#### [What is needed]
Quote every line as written. Omit pictures.

(Position identification records)
------------------------

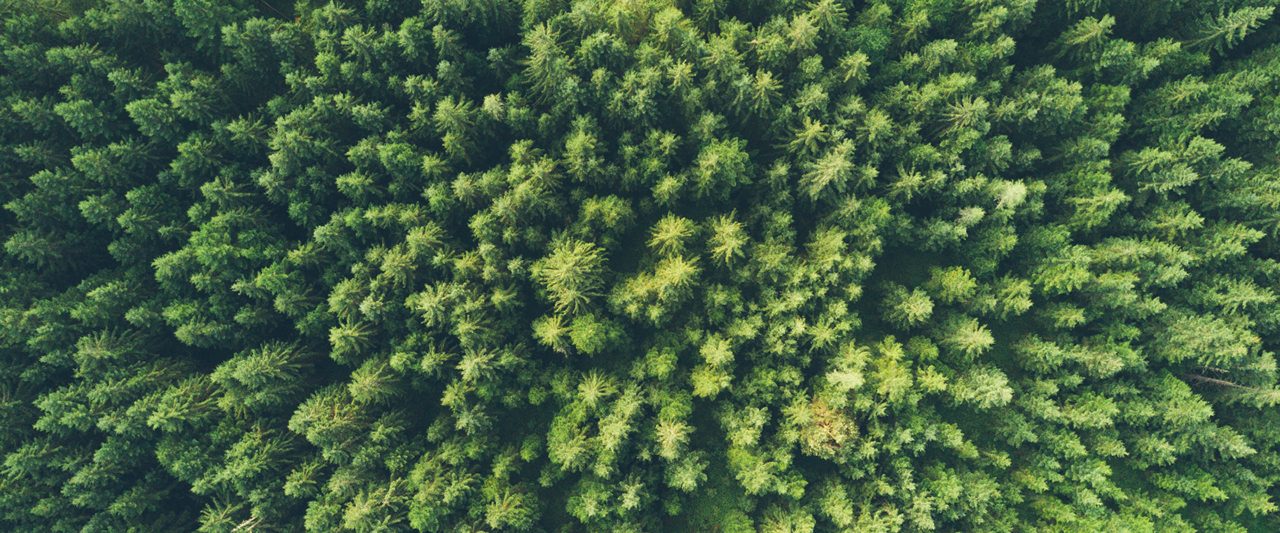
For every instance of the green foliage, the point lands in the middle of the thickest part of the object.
(639, 265)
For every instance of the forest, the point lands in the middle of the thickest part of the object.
(639, 265)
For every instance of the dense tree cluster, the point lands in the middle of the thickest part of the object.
(629, 265)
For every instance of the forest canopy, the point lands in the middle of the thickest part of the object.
(639, 265)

------------------------

#### [Right answer]
For every instance of the green foliage, the point lands in the middle of the thickest part of the object.
(639, 265)
For every instance of the forest, the point lands in the middle of the thickest part of the object.
(639, 265)
For every instance of the dense tree cluster, the point lands in the middle of the thickest part of the object.
(629, 265)
For every instance of the forest canopy, the point lands in the middle of the thickest part of the object.
(639, 265)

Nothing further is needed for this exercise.